* ZUR BEARBEITUNG
Schreiben Sie den nachstehenden Bericht über die Genfer Geberkonferenz für den Jemen weiter, und zwar im Anschluss an seinen letzten Satz.

* VORLIEGENDER AUSZUG
⟨
Guterres fordert Milliarden für Kampf gegen "humanitäre Katastrophe" im Jemen

Die Vereinten Nationen haben die internationale Gemeinschaft zu Milliardenhilfen für die notleidenden Menschen im Jemen aufgerufen. UN-Generalsekretär António Guterres sprach auf einer internationalen Geberkonferenz in Genf von einer "überwältigenden humanitären Katastrophe". Mehr als 24 Millionen Menschen in dem Kriegsland bräuchten Unterstützung. Die UNO hofft auf Zusagen in Höhe von 4,2 Milliarden Dollar (3,7 Milliarden Euro). Deutschland versprach 100 Millionen Euro, die EU über 160 Millionen Euro.
Nach UN-Angaben leiden 14,3 Millionen Menschen im Jemen akut unter Hunger. Besonders betroffen seien die Kinder, sagte Guterres: "Sie haben den Krieg nicht angefangen, zahlen aber den höchsten Preis". Rund 360.000 Kinder seien akut unterernährt, und einem "glaubwürdigen Bericht" der Organisation Save the Children zufolge seien bereits mehr als 80.000 der bis zu Fünfjährigen seit Kriegsbeginn verhungert.
⟩
* BEREITGESTELLTE DATEN
⟨
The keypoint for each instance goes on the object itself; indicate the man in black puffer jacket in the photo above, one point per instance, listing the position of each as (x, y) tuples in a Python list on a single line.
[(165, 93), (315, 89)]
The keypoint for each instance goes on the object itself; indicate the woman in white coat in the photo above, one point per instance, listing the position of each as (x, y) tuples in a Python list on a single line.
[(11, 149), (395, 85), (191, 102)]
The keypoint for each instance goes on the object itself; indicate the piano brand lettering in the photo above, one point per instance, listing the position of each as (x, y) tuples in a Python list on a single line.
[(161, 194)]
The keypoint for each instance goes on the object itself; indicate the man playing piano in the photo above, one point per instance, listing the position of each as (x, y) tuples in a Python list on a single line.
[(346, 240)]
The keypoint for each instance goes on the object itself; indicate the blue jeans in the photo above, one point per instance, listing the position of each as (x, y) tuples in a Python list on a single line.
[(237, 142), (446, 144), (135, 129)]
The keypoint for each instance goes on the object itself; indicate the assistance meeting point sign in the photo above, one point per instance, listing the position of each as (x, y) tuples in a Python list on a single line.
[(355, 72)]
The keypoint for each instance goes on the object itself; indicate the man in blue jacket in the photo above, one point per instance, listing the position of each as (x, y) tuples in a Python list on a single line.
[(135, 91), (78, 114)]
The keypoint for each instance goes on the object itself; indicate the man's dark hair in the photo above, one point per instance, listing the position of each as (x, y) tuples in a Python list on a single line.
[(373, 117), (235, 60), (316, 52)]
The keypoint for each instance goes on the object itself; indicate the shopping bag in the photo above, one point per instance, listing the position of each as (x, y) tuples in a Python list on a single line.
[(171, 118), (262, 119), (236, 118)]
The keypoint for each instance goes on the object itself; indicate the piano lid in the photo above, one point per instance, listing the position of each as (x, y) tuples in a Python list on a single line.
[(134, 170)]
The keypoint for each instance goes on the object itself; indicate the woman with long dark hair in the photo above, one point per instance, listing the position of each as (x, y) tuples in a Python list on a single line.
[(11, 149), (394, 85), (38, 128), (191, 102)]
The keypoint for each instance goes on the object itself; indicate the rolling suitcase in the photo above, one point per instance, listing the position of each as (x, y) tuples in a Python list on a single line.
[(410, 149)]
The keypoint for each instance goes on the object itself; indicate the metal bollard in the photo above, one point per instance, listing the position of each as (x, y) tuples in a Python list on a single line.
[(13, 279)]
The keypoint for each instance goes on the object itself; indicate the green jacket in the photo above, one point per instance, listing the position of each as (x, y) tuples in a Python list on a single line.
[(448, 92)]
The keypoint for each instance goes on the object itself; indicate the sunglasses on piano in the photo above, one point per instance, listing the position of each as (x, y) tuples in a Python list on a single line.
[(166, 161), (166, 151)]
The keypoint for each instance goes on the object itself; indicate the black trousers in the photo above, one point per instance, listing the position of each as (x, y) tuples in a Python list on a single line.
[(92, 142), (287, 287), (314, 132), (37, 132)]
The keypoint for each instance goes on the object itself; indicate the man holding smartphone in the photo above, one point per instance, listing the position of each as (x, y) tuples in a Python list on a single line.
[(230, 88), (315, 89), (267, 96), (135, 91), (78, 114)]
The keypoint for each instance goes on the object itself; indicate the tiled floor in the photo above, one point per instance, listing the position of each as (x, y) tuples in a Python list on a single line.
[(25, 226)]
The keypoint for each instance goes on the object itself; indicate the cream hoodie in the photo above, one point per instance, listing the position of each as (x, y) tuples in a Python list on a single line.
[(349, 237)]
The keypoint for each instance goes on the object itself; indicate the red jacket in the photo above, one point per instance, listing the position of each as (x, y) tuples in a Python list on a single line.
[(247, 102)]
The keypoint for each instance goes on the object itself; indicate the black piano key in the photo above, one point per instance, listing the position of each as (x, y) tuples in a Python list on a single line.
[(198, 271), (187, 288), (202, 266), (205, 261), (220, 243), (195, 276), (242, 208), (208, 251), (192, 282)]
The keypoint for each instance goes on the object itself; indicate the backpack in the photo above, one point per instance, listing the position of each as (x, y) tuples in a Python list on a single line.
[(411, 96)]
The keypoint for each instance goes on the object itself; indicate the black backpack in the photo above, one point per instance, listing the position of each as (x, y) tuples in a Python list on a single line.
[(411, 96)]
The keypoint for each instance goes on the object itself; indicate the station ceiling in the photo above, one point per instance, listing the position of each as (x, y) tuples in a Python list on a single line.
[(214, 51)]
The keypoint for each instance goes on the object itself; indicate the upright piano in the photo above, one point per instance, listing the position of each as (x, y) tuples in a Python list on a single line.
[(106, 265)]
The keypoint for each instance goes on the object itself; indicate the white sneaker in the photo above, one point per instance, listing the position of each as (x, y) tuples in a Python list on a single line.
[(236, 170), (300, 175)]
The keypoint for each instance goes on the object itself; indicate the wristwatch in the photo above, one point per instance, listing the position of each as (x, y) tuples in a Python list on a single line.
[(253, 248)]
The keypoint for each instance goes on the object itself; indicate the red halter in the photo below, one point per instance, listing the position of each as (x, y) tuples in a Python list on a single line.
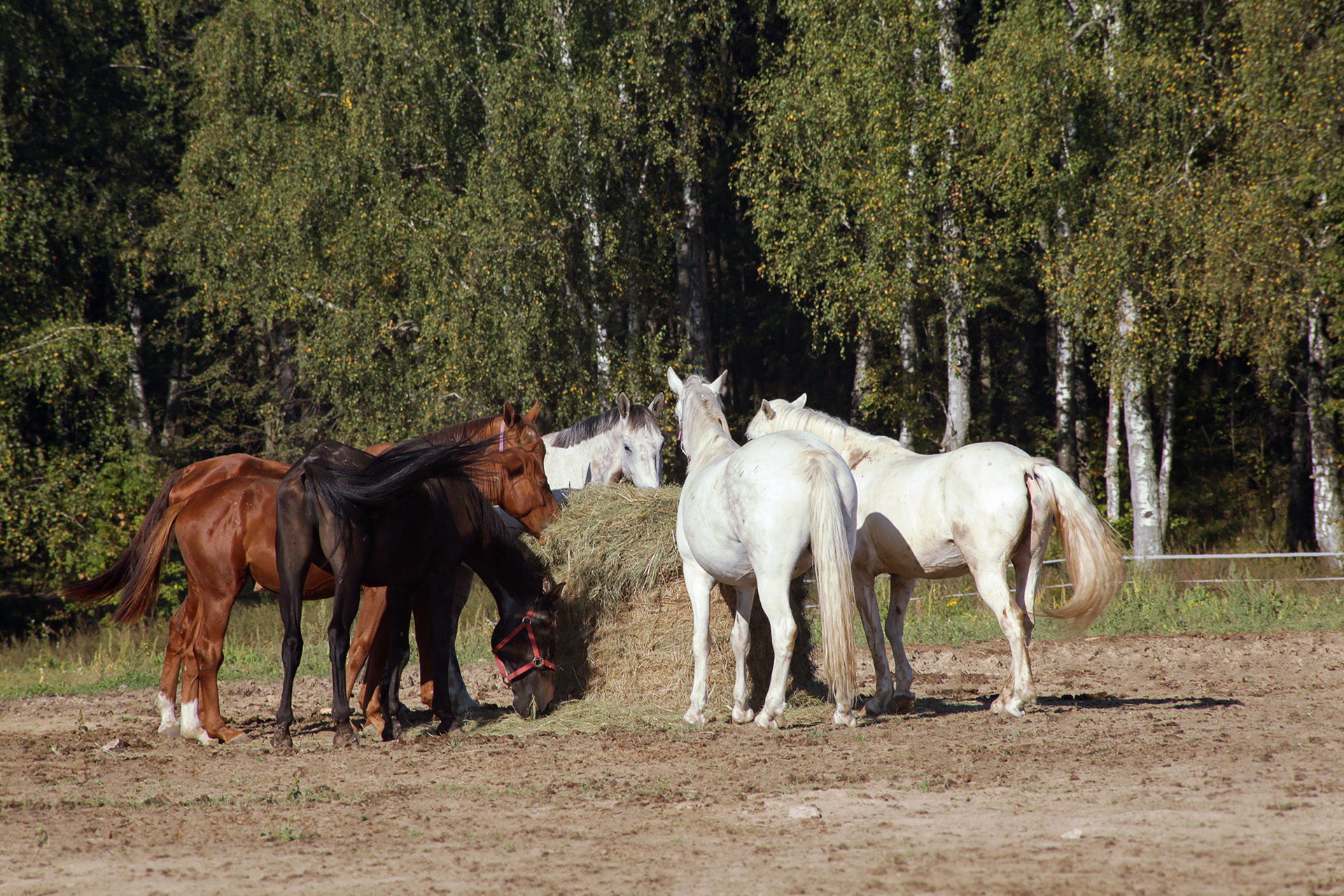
[(537, 654)]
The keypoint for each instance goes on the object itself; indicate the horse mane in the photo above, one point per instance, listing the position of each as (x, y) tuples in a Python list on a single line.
[(831, 429), (707, 406), (585, 429)]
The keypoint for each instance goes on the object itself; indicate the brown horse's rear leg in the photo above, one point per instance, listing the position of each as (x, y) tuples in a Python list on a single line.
[(210, 654), (167, 699)]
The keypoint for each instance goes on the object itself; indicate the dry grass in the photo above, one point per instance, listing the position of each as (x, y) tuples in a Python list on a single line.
[(626, 617)]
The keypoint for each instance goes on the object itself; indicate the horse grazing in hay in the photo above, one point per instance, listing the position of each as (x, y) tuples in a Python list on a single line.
[(757, 516), (226, 532), (405, 520), (136, 571), (597, 450), (937, 516)]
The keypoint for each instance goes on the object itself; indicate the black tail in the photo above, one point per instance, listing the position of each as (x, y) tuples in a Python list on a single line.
[(390, 476), (132, 564)]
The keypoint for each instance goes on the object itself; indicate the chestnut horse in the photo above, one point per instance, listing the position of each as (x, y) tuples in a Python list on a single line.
[(226, 532), (130, 571), (405, 520)]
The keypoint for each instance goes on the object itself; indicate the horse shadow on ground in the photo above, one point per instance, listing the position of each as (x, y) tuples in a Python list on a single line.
[(933, 707)]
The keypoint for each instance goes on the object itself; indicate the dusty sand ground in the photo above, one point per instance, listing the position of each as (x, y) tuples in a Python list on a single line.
⟩
* SCHRIFTLICHE ANTWORT
Im Jemen herrscht seit 2015 Krieg zwischen den von Saudi-Arabien und anderen arabischen Staaten unterstützten Truppen von Präsident Abd Rabbo Mansur Hadi und schiitischen Huthi-Rebellen, hinter denen der Iran steht. Die UNO spricht von der schlimmsten humanitären Krise weltweit. Nach UN-Angaben wurden in dem Konflikt bereits mehr als 10.000 Menschen getötet, unter ihnen tausende Zivilisten. Nichtregierungsorganisationen sprechen von einer weit höheren Zahl von Todesopfern.
Eine "gute Nachricht" konnte Guterres auf der Genfer Konferenz allerdings verkünden: Erstmals seit September sei es einem UN-Team gelungen, ein Lager mit dringend benötigten Weizenvorräten für die hungernde Bevölkerung zu erreichen. In den Red Sea Mills am Rande der umkämpften Hafenstadt Hodeida lagern 51.000 Tonnen Weizen - "genug, um mehr als 3,7 Millionen Menschen einen Monat lang zu ernähren," sagte ein Sprecher des Welternährungsprogramms der Nachrichtenagentur AFP.
Der Zugang zu den Getreidespeichern ist seit Beginn der Kämpfe zwischen Huthi-Rebellen und Hadis Truppen um die Kontrolle von Hodeida im September blockiert. Im Februar einigten sich beide Seiten auf die erste Phase eines Truppenabzugs aus Hodeida und zwei weiteren Häfen. Danach sollte auch die von den Regierungstruppen kontrollierte Anlage mit den Weizenvorräten wieder frei zugänglich sein.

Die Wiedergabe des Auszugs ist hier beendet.